■ WRITTEN REQUEST ■
Scale the material below, starting at the line that contains "pick out the city skyline, placing" and ending at the end of the material. Rewrite every line, including those without coordinates, multiply each coordinate by 1.5, and round to whole numbers with halves going up.

■ RECORDED DATA ■
------------------------

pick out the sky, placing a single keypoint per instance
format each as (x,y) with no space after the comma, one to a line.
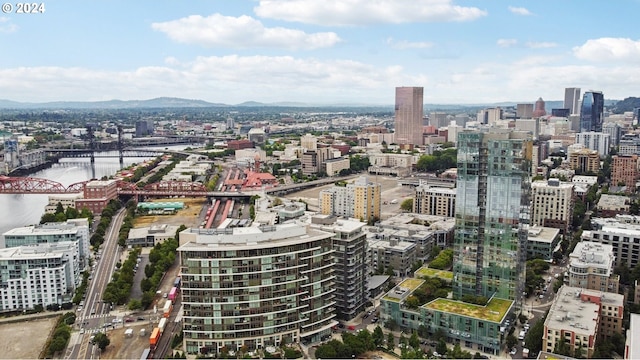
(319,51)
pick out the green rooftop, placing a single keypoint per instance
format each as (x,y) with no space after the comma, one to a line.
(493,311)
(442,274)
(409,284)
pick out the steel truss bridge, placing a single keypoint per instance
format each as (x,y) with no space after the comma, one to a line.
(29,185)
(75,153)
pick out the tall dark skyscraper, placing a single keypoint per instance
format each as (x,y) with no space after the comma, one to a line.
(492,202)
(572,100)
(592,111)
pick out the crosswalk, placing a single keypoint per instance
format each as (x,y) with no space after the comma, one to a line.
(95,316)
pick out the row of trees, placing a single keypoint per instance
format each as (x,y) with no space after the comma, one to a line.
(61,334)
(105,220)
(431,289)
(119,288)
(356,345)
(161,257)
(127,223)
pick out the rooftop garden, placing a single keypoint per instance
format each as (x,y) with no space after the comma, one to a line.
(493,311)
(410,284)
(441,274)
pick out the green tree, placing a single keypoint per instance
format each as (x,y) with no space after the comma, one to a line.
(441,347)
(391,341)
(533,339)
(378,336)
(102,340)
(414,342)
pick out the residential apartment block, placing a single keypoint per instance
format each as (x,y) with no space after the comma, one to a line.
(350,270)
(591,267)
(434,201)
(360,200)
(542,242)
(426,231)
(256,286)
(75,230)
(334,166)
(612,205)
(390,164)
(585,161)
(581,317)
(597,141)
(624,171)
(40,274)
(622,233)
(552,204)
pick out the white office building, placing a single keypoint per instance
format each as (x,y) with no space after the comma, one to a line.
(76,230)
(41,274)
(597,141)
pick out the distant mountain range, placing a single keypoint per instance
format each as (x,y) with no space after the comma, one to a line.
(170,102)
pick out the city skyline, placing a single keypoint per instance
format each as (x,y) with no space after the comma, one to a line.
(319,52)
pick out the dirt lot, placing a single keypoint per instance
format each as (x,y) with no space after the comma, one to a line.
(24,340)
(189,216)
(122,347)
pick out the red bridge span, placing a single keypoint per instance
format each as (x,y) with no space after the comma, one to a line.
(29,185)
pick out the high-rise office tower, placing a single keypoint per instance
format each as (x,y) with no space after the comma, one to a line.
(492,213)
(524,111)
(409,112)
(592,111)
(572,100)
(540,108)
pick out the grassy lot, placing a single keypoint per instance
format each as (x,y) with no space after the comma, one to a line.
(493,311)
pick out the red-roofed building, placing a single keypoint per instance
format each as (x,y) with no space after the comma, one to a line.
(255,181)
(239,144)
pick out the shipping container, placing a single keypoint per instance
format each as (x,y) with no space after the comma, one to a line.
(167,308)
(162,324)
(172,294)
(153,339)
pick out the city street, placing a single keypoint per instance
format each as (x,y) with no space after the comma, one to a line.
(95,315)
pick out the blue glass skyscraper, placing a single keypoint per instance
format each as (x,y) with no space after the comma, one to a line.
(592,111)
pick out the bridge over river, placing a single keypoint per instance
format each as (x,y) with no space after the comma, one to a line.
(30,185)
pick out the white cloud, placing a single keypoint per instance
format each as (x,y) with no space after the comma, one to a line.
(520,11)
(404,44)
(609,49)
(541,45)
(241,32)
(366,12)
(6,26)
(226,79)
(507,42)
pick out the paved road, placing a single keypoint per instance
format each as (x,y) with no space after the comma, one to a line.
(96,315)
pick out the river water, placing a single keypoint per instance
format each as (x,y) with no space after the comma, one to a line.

------------------------

■ CORRECT RESPONSE ■
pick out the city skyline, placing a single keypoint per instance
format each as (x,y) with no space after the comma, one to a line.
(479,78)
pick out the dirt lot, placing a single keypoint per instance
format each as (x,y) with no space after the comma, one to a line.
(36,510)
(284,324)
(183,521)
pick out the red bridge span, placing a single keypoint per instance
format each as (x,y) with no space after the comma, one to a line.
(44,278)
pick out the high-rise office tower, placing a single keypoint per instance
format each as (x,y) with no space after the comma, one to a line.
(738,320)
(786,167)
(614,168)
(888,167)
(858,150)
(810,162)
pick out the grassy lot, placing a single keypoint per instance
format each as (x,y) with no space after the comma, one to a line.
(740,467)
pick out the red-roofed building, placing a single keypoint per instance
format each as (x,y) with no space after the comma, one to a line.
(383,272)
(359,216)
pick out the shipping container, placing a single keypoint per instance
format each as (x,y) with no space after the comma, one to a line.
(251,462)
(243,486)
(258,441)
(230,509)
pick out the city street, placing a single keypoint per instance
format each as (x,y) with no space after the comma, one to a line.
(143,473)
pick out the blue glass skyscraper, placing a single keypoint per instance
format each as (x,y) with no space after the comma, one to a line.
(888,167)
pick out the bridge over river, placing a single keypoint per instance
format each as (x,y) with no space after the comma, one to a line.
(45,278)
pick out the white cloud, placing a single keypoint per instance
format each as (x,y) with no space after the comma, one to a line.
(780,17)
(606,66)
(914,74)
(812,68)
(362,48)
(549,18)
(9,39)
(339,119)
(761,63)
pick out the paved road, placing a single keypoint per instance
format each as (x,y) with no space after the comma, one to a line.
(144,473)
pick out the river water, placing a single keypoint per instance
format each as (x,y) with no space after the comma, one to a line.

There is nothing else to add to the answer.